REQUIRED ACTION -
Scan the entries and state how many lines contain "green". Write no other text.

DATA FOR THE TASK -
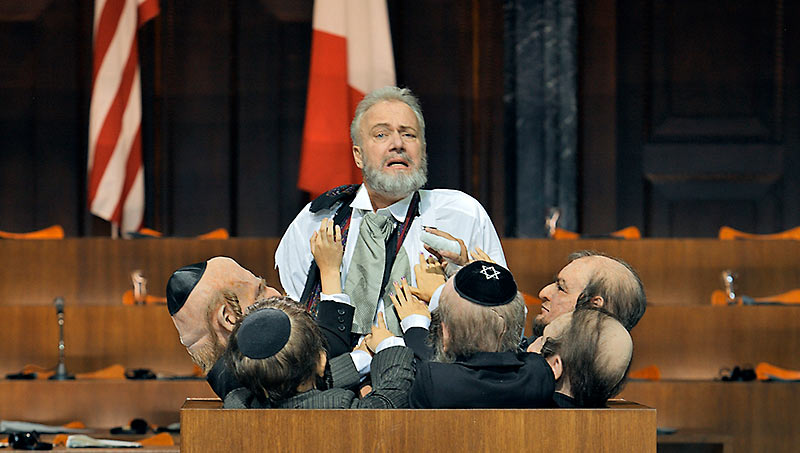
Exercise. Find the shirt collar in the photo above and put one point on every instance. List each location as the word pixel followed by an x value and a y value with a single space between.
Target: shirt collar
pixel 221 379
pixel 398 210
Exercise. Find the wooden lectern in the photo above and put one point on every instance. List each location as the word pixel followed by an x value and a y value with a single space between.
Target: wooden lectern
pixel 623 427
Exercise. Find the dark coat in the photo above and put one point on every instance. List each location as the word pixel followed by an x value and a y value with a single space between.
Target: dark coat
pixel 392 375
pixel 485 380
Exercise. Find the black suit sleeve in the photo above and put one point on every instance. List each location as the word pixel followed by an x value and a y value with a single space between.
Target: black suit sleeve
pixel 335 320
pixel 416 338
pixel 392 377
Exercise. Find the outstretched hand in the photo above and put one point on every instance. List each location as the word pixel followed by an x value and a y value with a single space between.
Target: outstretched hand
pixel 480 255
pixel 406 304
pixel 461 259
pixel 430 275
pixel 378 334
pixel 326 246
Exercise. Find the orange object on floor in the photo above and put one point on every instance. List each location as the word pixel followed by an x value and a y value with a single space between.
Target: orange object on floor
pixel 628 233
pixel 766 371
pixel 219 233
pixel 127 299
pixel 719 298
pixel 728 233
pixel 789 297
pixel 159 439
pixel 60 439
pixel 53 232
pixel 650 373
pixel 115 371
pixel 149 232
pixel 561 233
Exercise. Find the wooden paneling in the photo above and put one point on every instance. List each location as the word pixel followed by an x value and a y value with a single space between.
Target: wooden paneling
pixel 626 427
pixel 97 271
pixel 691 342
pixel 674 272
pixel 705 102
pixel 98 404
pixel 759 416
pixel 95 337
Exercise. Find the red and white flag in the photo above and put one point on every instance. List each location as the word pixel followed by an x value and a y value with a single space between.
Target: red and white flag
---
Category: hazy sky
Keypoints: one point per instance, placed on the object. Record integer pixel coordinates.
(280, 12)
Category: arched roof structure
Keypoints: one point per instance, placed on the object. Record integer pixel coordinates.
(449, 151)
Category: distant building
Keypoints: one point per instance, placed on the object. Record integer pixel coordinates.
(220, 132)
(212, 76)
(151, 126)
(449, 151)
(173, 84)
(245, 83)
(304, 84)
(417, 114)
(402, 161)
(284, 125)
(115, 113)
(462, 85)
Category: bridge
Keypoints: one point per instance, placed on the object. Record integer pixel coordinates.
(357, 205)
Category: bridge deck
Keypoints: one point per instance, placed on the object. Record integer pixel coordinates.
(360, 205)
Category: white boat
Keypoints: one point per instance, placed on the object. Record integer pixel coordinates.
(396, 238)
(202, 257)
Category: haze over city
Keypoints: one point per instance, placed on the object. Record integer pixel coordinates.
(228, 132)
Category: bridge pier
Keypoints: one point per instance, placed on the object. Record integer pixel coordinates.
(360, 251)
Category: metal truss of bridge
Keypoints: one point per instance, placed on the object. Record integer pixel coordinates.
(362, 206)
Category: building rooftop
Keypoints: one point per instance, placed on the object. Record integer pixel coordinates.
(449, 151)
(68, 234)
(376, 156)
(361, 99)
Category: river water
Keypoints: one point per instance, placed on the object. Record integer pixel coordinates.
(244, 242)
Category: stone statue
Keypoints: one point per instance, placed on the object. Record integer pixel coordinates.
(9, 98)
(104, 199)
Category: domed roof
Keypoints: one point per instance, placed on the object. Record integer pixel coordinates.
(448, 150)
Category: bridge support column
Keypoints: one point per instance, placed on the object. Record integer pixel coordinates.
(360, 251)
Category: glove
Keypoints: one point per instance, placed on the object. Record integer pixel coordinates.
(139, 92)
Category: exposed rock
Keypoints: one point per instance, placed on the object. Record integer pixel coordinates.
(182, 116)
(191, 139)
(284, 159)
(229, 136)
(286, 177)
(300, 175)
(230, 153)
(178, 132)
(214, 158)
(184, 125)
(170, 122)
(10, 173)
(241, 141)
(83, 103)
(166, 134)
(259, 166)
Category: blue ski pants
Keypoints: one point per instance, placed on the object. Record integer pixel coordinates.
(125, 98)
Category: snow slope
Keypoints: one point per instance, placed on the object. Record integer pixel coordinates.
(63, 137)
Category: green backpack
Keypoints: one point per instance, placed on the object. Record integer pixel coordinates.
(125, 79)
---
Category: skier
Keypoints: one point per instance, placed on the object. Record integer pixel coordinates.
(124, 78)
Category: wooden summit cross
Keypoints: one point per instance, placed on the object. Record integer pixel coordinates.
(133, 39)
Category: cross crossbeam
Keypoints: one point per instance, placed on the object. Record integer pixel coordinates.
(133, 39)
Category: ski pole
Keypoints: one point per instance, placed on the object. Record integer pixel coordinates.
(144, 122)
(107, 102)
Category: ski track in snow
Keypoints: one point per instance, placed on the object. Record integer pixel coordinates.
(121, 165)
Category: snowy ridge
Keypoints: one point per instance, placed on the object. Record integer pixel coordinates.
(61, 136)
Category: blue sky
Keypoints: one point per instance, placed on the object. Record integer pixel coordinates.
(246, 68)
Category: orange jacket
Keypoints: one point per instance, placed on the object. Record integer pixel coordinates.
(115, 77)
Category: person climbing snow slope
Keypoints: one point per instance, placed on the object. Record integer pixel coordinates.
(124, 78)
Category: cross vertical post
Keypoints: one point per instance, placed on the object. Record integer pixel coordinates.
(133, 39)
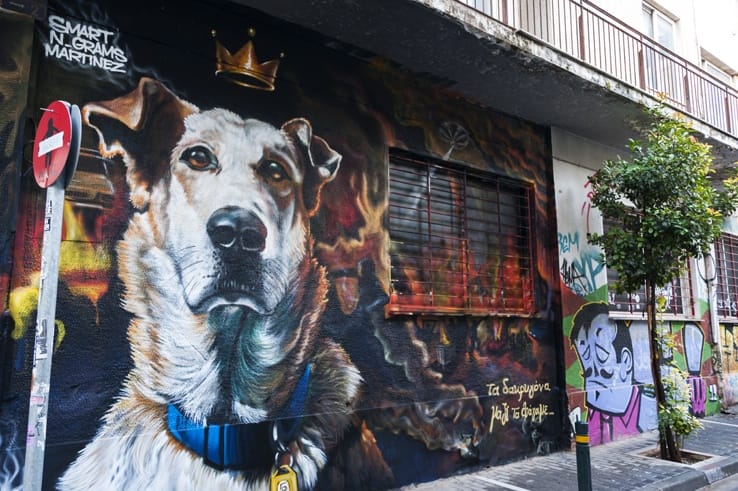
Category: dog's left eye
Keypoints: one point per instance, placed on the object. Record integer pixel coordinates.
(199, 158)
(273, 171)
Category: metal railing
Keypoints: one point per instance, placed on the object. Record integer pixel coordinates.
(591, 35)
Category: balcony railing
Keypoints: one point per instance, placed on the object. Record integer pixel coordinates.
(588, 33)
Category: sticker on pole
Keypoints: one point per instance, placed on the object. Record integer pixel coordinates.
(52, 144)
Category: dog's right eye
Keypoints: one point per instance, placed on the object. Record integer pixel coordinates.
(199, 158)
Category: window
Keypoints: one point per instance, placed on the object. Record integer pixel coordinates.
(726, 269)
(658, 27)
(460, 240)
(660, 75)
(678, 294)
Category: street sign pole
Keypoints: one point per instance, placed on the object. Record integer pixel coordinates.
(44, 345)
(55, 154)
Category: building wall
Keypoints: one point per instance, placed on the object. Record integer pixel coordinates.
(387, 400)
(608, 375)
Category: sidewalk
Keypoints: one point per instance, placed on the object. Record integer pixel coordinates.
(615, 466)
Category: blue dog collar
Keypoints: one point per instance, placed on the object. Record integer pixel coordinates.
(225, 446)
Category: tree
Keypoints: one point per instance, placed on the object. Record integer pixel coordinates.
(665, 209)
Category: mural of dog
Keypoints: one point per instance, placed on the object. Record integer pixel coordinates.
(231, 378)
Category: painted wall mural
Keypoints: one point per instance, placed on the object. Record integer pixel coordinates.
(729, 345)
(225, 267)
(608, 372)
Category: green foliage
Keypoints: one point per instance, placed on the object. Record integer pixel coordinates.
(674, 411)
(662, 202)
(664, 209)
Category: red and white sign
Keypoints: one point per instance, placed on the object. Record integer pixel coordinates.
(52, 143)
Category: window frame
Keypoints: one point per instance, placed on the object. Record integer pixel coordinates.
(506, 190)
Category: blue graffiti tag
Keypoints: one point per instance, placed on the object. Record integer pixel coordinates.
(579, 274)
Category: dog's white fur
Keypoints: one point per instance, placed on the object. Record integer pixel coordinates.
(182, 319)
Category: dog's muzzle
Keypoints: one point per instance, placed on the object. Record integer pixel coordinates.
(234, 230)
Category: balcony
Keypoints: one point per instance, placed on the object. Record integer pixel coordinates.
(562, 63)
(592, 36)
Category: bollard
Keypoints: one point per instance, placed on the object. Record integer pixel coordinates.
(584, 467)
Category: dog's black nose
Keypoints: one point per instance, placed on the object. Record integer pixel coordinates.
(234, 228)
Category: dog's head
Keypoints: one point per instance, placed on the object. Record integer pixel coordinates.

SOLUTION TO THIS TASK -
2